§ **AIM OF THE TASK**:
Leave out the pictures and repeat every record exactly.
start
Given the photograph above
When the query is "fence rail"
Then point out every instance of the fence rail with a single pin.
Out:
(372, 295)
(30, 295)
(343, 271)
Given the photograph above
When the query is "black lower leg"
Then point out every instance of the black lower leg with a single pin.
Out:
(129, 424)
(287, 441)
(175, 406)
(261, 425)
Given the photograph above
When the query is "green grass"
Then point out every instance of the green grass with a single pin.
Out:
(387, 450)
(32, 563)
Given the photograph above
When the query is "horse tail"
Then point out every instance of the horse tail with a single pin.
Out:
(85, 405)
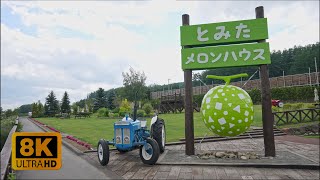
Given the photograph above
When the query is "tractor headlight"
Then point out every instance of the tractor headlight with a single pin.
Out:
(126, 136)
(118, 139)
(126, 140)
(118, 136)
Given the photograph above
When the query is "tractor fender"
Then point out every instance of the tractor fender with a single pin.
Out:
(153, 120)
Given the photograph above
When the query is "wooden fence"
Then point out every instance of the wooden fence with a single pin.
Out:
(275, 82)
(6, 152)
(296, 116)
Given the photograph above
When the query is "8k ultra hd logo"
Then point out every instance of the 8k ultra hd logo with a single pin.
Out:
(36, 151)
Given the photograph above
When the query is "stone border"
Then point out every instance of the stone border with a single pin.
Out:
(313, 166)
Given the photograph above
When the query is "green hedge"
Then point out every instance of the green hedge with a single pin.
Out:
(287, 94)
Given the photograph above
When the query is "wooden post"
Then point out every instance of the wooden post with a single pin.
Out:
(267, 117)
(189, 134)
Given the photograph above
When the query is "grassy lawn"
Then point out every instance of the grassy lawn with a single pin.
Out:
(297, 125)
(92, 129)
(312, 136)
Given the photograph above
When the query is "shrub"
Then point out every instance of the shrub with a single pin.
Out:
(116, 110)
(274, 109)
(141, 113)
(125, 108)
(147, 108)
(255, 95)
(122, 113)
(103, 112)
(297, 106)
(287, 107)
(115, 114)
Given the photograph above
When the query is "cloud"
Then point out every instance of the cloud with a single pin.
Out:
(78, 47)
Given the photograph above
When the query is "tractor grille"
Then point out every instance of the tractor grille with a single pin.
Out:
end
§ **SOLUTION**:
Given the photograph above
When the query is "fence rail"
Then point out every instance of the fence rail with a single pin.
Out:
(372, 295)
(30, 295)
(343, 271)
Given the photograph above
When the query is "black lower leg"
Then point out every instance of the black lower leg with a single pin.
Out:
(129, 424)
(287, 441)
(175, 406)
(261, 425)
Given the photograph above
When the query is "green grass"
Then point out every instance of the green grass with a single pin.
Out:
(387, 450)
(32, 563)
Given the photograph above
When the query is "horse tail"
Then point out every instance of the horse tail with a single pin.
Out:
(85, 405)
Given the photograph above
When the query is "tractor headlight"
Then point out every instance of the tractor headlight with a single pin.
Out:
(126, 136)
(118, 139)
(126, 140)
(118, 136)
Given the photograph above
When the query is "tractor fender"
Then point out every instance of the tractor fender with a single pin.
Out:
(153, 120)
Given the photograph above
When the query is "wooden fence"
Then point out every instance of the wooden fence with a single pin.
Out:
(275, 82)
(6, 152)
(296, 116)
Given the photograph above
When the query is "8k ultra hd logo"
Then point out every instance of the 8k ultra hd logo with a single pin.
Out:
(36, 151)
Given the photograph above
When the query is "stone border"
Then point out every instance of the stone border with a single pin.
Out:
(313, 166)
Given the photograph above
When the query is "green hedge"
Then point out every instance of the green hedge with a single pin.
Out:
(287, 94)
Given the photograph above
When the query is "wooden post"
Then point out every instance of the wooden post with a single pin.
Out:
(267, 117)
(189, 134)
Given the photograph above
When the query is "grassy lawn"
Then point out every instance of the grassy lawn with a single pin.
Out:
(297, 125)
(92, 129)
(312, 136)
Given the photograph above
When the query is "shrub"
Then point out every instance of the shrub with a single pin.
Out:
(116, 110)
(274, 109)
(141, 113)
(125, 108)
(147, 108)
(255, 95)
(122, 113)
(103, 112)
(297, 106)
(287, 107)
(115, 114)
Given the photograph above
When the query is "cloud"
Then point out every instance of the cloud with a single pin.
Out:
(78, 47)
Given the photograph above
When the query is "tractor grille"
Then point out every instance of the tractor grille with a single pin.
Out:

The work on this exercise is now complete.